Document segment:
+++
4 Ways to Improve the Soil Quality in Your Garden

One of the best ways to have a beautiful garden is to build healthy soil. Your plants rely on soil for nutrients, oxygen, water and much more. If your soil isn’t balanced and healthy, your garden won’t have much chance of success.

Follow these tips to learn how to improve soil quality in your garden!

Compost is one of the best ways to improve soil

Photo via Kirsty Hall/Flickr Creative Commons

1. Compost

Do you compost yet? If not, this is an excellent way to recycle old kitchen and yard waste into one of the finest soil amendments you can find. Not only do you save waste from the landfills, but the composted materials feed your soil with lots of beneficial microorganisms. Compost also helps reduce plant diseases, and improves your soil drainage.

And you don’t even need an expensive compost system either — you can build your own compost bin.

Some of my favorite things to compost are leftover vegetables and fruits, as well as shredded leaves and other yard waste. Be sure to refer to our handy list of things you can and can’t compost before getting started.

2. Build organic matter

Compost adds valuable organic matter to the soil. This organic matter improves the physical and chemical attributes of the soil in different ways, from supplying nutrients to encouraging healthy soil microorganisms and worms.
+++
Activities:
(A) Update the soil-quality article from "Photo via Kirsty" to "own compost bin.", inclusive, replacing "landfills" with "garbage dumps".
(B) Go on with the article about improving garden soil, starting after its final sentence.

Excerpted records:
+++
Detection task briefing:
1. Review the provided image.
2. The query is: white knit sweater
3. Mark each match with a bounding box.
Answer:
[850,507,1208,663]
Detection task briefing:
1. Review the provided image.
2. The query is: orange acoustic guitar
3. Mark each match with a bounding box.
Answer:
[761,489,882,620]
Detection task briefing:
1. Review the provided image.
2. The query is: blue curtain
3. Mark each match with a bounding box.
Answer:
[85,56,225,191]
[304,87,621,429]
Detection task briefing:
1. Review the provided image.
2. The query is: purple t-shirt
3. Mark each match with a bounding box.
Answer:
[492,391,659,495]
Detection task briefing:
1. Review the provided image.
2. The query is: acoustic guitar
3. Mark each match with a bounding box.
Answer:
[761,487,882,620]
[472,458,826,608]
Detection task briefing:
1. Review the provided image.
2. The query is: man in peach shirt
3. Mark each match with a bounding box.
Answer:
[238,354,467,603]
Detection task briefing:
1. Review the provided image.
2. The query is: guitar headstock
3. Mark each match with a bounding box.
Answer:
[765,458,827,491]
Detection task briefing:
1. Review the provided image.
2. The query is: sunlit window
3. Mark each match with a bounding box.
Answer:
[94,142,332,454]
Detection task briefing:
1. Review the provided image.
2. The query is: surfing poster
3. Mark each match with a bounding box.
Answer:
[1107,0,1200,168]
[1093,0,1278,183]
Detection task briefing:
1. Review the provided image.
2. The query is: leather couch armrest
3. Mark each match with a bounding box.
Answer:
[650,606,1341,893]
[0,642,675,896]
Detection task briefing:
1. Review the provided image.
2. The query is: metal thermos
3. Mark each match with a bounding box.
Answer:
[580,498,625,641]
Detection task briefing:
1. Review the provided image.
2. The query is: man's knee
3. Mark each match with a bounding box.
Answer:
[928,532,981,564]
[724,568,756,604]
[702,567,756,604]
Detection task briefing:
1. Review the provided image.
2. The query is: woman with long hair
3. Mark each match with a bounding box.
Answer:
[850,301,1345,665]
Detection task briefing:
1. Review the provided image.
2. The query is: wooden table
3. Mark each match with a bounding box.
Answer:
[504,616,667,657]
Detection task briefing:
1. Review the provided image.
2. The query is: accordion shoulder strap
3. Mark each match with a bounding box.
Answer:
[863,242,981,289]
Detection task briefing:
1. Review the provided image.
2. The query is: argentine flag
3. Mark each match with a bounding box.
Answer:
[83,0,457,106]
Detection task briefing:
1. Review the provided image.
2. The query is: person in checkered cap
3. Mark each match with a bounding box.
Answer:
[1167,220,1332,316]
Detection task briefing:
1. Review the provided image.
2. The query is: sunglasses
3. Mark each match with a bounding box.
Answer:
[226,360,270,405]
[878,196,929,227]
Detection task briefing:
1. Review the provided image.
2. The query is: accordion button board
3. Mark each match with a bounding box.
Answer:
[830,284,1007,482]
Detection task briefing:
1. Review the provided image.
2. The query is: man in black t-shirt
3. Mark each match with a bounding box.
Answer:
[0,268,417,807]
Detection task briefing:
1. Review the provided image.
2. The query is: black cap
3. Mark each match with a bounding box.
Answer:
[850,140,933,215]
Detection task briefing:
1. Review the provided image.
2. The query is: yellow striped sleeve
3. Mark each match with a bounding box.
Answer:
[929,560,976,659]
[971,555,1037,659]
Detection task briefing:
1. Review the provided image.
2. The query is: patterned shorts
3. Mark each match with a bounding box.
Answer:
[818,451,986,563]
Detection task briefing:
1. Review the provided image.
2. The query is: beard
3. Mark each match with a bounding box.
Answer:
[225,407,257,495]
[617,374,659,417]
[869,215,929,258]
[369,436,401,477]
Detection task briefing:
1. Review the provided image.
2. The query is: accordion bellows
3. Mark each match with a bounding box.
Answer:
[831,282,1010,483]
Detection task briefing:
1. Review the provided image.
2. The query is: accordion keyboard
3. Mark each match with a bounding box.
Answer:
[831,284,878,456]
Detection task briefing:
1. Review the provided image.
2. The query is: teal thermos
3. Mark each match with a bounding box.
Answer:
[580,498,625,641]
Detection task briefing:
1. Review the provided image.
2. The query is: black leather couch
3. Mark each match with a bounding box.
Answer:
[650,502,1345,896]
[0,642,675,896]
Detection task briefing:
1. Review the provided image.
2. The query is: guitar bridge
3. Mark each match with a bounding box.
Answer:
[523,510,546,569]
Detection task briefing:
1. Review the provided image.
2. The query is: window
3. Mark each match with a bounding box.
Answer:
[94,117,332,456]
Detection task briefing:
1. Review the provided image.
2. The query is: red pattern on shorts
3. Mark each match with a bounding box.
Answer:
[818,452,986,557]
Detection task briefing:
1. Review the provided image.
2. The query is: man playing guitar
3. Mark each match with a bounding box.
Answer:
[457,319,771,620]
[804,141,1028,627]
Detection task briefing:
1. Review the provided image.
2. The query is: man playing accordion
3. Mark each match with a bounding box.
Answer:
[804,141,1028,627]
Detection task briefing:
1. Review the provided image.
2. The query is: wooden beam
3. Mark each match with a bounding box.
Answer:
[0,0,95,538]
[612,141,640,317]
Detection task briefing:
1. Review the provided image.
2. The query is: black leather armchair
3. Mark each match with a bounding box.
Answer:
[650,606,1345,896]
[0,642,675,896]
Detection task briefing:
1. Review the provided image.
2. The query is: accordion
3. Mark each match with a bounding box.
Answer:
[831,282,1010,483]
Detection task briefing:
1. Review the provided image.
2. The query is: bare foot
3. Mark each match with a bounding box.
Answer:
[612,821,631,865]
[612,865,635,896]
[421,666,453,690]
+++
Numbered answers:
(A)
Photo via Kirsty Hall/Flickr Creative Commons

1. Compost

Do you compost yet? If not, this is an excellent way to recycle old kitchen and yard waste into one of the finest soil amendments you can find. Not only do you save waste from the garbage dumps, but the composted materials feed your soil with lots of beneficial microorganisms. Compost also helps reduce plant diseases, and improves your soil drainage.

And you don’t even need an expensive compost system either — you can build your own compost bin.

(B)
At least once a year, I like to add a couple inches of compost, aged manure and other natural soil amendments to the soil. For more information, see our post on organic matter for gardens.

Rotating crops is a great way to fight diseases and improve soil quality

Photo via Slomoz/Flickr Creative Commons

3. Practice crop rotation

Growing a diversity of crops in your garden keeps the soil healthy too. Different plants require different types of nutrients, and attract different types of pests. That’s why smart gardeners remember to rotate their food crops each year, so that plants (and family members) don’t grow in the same place more than once every three years.

For more information, see our post on crop rotation for vegetable gardens.

4. Grow cover crops

Another organic gardening tip to steal from farmers is the idea of growing cover crops. Also called “green manures,” these cover crops include plants such as barley, yellow mustard, clover and hairy vetch. Depending on what you grow, home gardeners can use these cover crops to add organic matter, suppress weeds, prevent erosion, fight plant diseases and aerate the soil. Some cover crops including barley are good for growing in fall/winter; others such as buckwheat will smother weeds in a summer garden.

For more information, see our post on how to grow a cover crop.

Soil amendments and compost really improve soil

Photo via Marcy Leigh/Flickr Creative Commons

Composting, adding organic material, rotating crops and growing cover crops will all help improve soil quality in your garden. Even if you only practice a few of these tips you’ll go a long way toward building the type of soil where plants thrive and grow happily.